§ **What this task involves**:
Please give back every entry in full, word for word, but none of the pictures.

§ **Task data**:
——————

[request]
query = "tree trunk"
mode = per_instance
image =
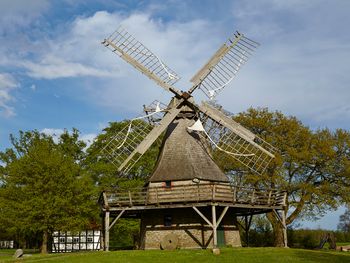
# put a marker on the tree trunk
(44, 244)
(277, 228)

——————

§ **Output of the task**:
[request]
query = "tree trunk"
mode = per_instance
image =
# put a marker on the tree trunk
(44, 244)
(277, 228)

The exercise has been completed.